■ **MATERIAL FOR THIS EXERCISE**
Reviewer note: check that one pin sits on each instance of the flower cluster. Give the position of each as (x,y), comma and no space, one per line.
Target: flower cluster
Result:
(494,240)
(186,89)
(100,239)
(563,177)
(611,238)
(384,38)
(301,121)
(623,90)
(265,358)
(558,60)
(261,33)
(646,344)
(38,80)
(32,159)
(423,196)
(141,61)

■ **INSTRUCTIONS FOR THE TASK**
The answer should reproduce all of the data without any alteration.

■ **WRITTEN ANSWER**
Reviewer note: check that one pin sits on each instance of the flower cluster. Give the position of each as (x,y), comma and no space, one per line.
Target: flower cluster
Result:
(494,240)
(186,89)
(100,239)
(563,177)
(611,238)
(384,38)
(301,121)
(623,90)
(265,358)
(558,60)
(261,33)
(646,344)
(38,80)
(32,159)
(423,196)
(141,61)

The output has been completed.